▸ **Supplied text**
Companies that produce and sell goods share one central goal: that their customers will buy, and preferably keep coming back to buy more. The same principle holds true for service providers. Businesses are constantly innovating to keep up with the changing demands of users. The reason for these changing demands is simple — what used to be cool becomes passé in no time, especially in the digital economy. What once was “the next best thing since sliced bread” becomes ordinary, and what used to delight customers becomes basic, expected and needed. Technological advancements seem to have a shorter shelf life now. Herbert Simon, a Nobel Prize economist, wrote: “A wealth of information creates a poverty of attention.” A shorter average attention span means that the “coolest item” changes more often, as if it were a song on the charts. Companies need to watch these trends closely when developing future products and services.

Today, there’s a lot of buzz around “delighting” customers to win their loyalty. That’s easier said than done. Delighting customers is one among many factors that a company needs to consider when designing products and services. How do we identify the factor/s that should take priority over others at a given moment? How do we designers go about delighting our users?

The Power of Purpose and Audience, and how the Kano Model works

As subjective a term as “delight” may sound, it’s a measurable quantity. Professor Noriaki Kano and his colleagues developed the Kano Model in 1984. The model is highly relevant to companies trying to gain a competitive edge in the digital economy. It is a reliable framework to help us work out the features of a product or service that satisfy users at different levels. Professor Kano’s team noted that:

  • The level of functionality of product features determines the levels of user satisfaction.

  • Feedback (i.e., questionnaires, surveys) shows the company these levels of satisfaction.

  • The company can classify any such features into four categories.

▸ **Supplied records**

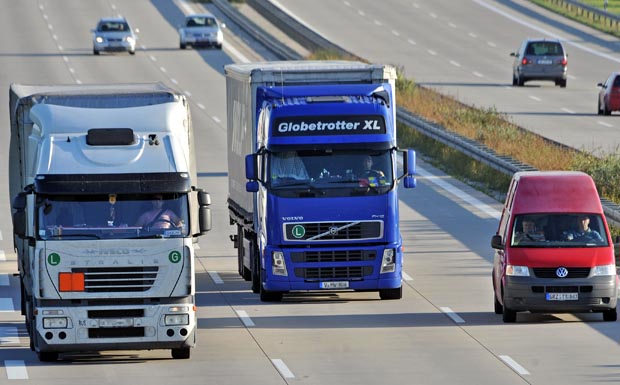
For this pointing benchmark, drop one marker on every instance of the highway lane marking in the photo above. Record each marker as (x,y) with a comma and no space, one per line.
(514,365)
(216,277)
(245,318)
(6,304)
(8,335)
(459,193)
(455,317)
(16,369)
(282,368)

▸ **Work instructions**
• 1. Retype the part of the Kano Model text between "The Power of" and "levels of satisfaction.", inclusive.
• 2. Pick up the Kano Model text where it stops and keep writing it.

▸ **The replies**
• 1.
The Power of Purpose and Audience, and how the Kano Model works

As subjective a term as “delight” may sound, it’s a measurable quantity. Professor Noriaki Kano and his colleagues developed the Kano Model in 1984. The model is highly relevant to companies trying to gain a competitive edge in the digital economy. It is a reliable framework to help us work out the features of a product or service that satisfy users at different levels. Professor Kano’s team noted that:

  • The level of functionality of product features determines the levels of user satisfaction.

  • Feedback (i.e., questionnaires, surveys) shows the company these levels of satisfaction.

• 2.
Anyone working in proposing, designing and developing large projects that span multiple releases can benefit from this framework. The Kano Model can help everyone, including sales teams, in getting a competitive edge. It’s all about listening to our users and reacting accordingly.


Author/Copyright holder: Management Mania. Copyright terms and licence: All rights reserved Img source


The Kano Model gives us a clear window to seeing users’ expectations. It assumes that user satisfaction at both functional and emotional levels varies over product features. Thus, people react to many aspects of a single product or service, experiencing delight, satisfaction, or frustration. The model breaks these reactions down into distinct categories:

We will plan and design features for a product to make it competitive. However, often the business can’t implement all the features at once due to budget and timeframe restrictions. Here, the company will need to find out which features are best to consider including. It needs criteria to decide which features are likely to have more than a proportional influence on satisfaction, and which ones are must-haves. From what it discovers, it can focus on which features are worth going for in a project, and which are better left out.

Let’s take an example. An airline company has plans for a revolutionary design. Designers have worked all sorts of cool features into it:

  • Fully reclining seat with moving walls to seal off compartment.

  • Video conferencing capabilities via large touchscreens in compartment.

  • Anti-turbulence seat suspension.

  • Super high-speed WiFi with no deadzones.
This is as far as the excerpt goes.